» Given information:
——
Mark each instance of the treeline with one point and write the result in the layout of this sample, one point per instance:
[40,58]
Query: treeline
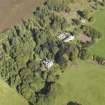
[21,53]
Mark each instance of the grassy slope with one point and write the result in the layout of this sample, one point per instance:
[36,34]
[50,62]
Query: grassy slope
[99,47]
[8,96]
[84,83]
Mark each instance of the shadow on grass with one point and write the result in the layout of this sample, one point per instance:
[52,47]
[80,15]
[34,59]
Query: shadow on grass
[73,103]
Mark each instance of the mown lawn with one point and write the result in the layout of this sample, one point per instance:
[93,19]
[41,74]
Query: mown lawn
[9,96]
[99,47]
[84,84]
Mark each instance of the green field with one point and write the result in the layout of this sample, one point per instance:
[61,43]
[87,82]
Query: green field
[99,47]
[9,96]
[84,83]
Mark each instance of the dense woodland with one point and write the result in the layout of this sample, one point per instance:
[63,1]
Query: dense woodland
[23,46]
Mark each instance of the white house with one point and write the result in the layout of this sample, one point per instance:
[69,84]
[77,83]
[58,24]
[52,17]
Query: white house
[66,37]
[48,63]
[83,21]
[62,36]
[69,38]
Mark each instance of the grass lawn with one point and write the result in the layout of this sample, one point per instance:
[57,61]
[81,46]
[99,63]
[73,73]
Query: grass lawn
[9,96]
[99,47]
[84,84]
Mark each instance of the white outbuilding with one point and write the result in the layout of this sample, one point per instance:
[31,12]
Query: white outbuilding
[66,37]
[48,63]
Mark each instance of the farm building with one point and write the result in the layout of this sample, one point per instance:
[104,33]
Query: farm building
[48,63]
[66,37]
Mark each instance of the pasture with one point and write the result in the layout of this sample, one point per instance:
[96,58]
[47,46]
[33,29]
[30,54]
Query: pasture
——
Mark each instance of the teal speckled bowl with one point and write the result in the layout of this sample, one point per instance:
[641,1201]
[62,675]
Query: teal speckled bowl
——
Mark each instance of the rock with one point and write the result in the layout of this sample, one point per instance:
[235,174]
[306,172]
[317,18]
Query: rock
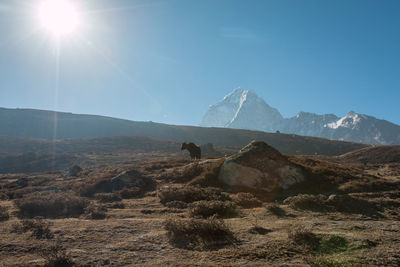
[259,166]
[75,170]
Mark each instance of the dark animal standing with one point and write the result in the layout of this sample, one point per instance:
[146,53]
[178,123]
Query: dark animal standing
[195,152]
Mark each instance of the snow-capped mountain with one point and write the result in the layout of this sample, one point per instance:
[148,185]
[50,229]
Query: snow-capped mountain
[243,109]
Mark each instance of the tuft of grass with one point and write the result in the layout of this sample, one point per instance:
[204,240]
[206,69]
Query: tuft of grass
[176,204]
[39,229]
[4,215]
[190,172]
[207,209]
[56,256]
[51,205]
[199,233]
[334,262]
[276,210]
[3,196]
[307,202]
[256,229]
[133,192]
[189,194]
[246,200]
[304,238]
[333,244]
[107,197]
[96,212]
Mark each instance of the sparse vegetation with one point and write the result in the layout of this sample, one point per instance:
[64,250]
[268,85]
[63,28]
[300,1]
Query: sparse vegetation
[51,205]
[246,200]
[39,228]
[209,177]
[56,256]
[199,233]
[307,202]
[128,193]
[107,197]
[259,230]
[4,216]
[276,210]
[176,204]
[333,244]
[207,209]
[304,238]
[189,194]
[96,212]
——
» Assigned task: Which of the lines above hold the string "speckled"? Pick each of them out.

» Solution below:
Mark each instance of the teal speckled bowl with one point and write the result in the layout of this sample, one point per instance:
Query: teal speckled bowl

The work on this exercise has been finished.